◆ WHAT YOU WILL DO ◆
Within the data below, tally the lines that contain "water" and state only the total.

◆ RECORDS FOR THIS TASK ◆
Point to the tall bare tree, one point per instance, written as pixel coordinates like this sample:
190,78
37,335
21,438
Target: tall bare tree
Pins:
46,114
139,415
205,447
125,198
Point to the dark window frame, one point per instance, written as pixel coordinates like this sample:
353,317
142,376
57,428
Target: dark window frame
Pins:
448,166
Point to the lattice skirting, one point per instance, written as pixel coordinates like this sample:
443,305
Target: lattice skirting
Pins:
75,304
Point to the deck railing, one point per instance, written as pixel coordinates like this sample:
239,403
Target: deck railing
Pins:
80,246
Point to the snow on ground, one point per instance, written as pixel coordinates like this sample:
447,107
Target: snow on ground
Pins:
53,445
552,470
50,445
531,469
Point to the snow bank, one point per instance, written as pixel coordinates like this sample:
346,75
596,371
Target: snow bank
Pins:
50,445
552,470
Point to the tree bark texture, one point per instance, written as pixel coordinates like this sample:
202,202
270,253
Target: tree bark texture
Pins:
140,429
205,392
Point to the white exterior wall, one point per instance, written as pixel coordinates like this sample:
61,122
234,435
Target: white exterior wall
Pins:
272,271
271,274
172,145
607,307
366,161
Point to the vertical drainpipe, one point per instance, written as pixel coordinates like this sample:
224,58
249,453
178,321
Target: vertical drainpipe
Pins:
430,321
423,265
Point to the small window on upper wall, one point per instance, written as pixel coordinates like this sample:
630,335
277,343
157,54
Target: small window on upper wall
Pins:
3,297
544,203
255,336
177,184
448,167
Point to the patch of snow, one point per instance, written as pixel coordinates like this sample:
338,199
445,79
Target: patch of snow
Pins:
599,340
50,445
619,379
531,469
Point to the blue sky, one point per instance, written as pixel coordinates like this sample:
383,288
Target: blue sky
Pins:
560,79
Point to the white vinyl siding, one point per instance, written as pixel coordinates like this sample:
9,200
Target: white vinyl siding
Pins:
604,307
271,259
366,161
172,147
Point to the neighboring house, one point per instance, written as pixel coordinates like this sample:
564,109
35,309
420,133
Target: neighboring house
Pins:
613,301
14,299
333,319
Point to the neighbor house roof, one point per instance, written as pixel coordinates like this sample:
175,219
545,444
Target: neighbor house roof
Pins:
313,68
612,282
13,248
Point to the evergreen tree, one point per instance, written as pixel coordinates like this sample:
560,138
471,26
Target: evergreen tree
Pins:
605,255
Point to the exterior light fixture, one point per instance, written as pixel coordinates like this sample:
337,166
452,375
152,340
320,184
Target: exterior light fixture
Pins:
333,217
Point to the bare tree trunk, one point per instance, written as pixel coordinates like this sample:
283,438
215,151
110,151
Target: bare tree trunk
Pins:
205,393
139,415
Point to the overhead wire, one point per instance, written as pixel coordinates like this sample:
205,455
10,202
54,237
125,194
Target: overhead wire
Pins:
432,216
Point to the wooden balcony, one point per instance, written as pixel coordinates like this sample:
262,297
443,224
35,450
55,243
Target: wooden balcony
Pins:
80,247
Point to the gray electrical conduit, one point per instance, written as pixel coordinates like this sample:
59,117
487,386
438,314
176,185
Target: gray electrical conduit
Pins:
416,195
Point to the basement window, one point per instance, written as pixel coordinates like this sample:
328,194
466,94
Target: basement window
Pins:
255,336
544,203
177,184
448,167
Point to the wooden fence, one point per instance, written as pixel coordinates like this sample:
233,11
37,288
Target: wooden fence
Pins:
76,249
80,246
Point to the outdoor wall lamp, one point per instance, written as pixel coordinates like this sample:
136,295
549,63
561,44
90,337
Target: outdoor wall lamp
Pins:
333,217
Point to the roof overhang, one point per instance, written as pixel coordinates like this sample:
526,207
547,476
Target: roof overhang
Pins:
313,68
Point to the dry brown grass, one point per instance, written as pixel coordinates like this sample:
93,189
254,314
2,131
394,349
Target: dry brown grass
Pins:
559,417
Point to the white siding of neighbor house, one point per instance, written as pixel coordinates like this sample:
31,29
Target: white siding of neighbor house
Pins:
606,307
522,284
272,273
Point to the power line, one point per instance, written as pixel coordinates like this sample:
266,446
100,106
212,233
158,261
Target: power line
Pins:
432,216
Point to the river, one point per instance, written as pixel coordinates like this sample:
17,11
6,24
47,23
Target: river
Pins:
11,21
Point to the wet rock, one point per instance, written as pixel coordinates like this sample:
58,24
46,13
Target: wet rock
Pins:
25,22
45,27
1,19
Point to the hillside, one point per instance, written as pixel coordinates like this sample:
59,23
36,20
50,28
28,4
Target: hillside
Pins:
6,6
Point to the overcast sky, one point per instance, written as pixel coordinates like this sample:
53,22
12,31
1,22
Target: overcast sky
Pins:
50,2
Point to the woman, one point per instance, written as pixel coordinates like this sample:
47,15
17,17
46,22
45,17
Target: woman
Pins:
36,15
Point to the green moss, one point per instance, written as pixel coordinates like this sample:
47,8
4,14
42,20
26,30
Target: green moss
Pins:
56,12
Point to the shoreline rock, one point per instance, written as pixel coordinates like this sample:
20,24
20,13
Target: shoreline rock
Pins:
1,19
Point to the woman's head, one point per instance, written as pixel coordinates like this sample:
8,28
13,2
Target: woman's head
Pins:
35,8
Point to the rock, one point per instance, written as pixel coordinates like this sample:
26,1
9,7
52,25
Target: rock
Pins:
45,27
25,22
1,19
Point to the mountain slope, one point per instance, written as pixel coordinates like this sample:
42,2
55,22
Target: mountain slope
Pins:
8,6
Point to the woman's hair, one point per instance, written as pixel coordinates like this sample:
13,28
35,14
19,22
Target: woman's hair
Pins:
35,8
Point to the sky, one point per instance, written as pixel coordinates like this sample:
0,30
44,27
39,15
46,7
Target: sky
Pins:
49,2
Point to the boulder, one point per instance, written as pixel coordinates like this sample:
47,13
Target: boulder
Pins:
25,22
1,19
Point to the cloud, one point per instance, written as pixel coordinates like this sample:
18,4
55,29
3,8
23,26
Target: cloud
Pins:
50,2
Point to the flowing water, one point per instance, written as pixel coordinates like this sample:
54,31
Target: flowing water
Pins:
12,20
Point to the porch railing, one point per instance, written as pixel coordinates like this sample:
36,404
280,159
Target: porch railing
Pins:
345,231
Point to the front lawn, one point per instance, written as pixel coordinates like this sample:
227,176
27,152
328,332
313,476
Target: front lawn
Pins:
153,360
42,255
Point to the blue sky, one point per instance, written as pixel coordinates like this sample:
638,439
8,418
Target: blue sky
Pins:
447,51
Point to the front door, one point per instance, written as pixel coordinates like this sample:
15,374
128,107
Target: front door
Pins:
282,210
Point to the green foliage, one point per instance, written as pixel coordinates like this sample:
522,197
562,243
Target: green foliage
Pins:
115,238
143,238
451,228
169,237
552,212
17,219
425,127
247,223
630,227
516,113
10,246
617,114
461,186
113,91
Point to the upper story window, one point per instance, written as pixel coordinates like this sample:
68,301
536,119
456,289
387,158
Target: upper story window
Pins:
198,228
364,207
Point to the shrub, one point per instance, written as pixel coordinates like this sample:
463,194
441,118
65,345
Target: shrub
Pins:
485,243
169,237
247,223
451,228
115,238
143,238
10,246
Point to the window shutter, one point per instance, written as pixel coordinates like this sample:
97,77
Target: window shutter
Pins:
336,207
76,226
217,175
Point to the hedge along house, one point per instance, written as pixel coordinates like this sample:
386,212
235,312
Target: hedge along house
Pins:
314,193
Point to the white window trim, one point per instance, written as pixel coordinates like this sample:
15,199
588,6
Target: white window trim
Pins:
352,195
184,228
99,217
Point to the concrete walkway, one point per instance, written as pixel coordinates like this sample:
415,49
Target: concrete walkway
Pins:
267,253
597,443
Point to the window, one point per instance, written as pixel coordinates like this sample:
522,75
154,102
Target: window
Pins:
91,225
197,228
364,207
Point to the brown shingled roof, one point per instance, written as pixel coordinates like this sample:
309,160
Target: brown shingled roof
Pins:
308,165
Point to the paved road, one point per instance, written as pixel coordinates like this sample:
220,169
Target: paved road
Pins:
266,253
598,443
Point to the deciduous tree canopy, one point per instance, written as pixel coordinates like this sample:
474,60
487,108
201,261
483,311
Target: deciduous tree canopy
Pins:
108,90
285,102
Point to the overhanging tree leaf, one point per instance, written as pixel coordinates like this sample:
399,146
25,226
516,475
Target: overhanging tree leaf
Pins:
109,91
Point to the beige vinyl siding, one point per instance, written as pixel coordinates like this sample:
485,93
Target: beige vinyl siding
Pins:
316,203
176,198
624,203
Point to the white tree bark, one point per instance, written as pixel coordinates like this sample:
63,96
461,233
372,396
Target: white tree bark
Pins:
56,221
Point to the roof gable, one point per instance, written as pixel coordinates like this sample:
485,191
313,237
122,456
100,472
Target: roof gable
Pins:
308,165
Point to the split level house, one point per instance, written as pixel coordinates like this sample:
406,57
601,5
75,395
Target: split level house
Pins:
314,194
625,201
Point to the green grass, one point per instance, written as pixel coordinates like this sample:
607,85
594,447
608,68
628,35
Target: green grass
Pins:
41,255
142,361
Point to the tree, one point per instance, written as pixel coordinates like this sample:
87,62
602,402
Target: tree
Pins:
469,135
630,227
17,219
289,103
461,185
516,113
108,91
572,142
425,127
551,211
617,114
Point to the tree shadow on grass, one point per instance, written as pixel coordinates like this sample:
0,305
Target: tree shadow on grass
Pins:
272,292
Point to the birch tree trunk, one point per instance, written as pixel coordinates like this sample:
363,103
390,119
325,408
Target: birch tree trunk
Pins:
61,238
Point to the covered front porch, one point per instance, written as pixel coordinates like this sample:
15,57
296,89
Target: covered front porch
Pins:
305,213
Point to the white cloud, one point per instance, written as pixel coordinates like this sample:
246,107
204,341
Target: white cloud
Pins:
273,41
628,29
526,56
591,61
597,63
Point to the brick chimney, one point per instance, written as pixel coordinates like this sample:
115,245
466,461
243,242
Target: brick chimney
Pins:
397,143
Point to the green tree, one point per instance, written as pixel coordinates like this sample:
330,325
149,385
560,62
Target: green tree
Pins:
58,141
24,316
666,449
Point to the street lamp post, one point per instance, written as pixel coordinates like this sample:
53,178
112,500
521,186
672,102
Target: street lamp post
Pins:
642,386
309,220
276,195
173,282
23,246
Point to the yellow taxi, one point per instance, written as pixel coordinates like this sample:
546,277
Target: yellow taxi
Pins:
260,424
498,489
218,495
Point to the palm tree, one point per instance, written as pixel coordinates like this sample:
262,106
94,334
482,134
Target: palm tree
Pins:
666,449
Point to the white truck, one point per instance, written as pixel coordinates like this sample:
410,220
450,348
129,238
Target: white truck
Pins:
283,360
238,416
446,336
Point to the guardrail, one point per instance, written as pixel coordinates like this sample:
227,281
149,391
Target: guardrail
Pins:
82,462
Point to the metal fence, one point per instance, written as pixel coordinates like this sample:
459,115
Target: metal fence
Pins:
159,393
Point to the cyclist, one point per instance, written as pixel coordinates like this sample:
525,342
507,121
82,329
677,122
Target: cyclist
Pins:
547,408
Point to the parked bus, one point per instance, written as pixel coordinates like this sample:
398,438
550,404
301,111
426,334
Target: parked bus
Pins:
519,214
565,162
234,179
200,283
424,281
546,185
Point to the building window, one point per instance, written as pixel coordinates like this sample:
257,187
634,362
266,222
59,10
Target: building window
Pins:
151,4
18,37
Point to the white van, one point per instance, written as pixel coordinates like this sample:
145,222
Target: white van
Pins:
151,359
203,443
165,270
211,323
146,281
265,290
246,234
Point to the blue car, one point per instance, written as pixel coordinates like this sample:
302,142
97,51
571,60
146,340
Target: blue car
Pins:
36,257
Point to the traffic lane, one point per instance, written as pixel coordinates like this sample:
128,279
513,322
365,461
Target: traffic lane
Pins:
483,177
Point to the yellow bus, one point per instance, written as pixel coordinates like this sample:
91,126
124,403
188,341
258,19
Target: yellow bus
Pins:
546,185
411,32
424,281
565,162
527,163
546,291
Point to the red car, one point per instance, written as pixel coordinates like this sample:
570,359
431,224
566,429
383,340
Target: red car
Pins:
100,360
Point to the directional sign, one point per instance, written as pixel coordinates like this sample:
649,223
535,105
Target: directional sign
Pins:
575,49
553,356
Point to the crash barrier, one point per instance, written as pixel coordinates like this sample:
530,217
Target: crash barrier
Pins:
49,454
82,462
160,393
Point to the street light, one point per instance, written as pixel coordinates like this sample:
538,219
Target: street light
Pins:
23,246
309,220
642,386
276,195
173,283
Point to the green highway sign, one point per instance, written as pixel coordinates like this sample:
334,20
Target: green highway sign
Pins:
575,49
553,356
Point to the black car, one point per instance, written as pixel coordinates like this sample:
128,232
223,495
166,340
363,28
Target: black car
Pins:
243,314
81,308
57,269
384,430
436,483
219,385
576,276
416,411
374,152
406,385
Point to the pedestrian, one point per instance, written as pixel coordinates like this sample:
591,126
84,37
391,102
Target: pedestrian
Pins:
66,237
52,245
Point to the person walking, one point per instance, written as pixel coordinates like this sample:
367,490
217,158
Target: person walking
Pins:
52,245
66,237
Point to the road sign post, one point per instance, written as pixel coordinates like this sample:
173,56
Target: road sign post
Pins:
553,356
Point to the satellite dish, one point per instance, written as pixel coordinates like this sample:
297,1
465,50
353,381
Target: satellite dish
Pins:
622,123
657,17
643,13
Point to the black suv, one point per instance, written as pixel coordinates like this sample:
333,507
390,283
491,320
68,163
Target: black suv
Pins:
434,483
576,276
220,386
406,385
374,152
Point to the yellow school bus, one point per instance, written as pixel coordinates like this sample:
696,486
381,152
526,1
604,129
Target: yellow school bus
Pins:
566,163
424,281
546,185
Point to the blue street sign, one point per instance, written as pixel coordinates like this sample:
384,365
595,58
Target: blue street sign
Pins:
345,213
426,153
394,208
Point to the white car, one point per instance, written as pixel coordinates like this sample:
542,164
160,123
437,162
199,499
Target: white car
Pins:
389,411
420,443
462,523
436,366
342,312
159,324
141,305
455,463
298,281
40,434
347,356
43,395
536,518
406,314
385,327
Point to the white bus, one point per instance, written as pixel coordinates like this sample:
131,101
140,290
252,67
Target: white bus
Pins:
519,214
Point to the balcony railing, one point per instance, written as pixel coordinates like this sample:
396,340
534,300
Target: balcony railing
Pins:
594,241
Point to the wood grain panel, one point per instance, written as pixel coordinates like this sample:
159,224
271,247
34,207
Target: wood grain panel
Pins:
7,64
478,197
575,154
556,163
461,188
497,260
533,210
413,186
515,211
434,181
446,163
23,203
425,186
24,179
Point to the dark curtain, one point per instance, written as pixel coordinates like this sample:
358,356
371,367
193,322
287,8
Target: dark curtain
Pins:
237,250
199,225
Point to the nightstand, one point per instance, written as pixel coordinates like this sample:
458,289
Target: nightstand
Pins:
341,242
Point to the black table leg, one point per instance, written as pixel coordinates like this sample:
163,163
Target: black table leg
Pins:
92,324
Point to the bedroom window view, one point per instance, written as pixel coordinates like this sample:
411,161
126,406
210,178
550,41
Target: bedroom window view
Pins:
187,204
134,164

◆ ANSWER TO THIS EXERCISE ◆
2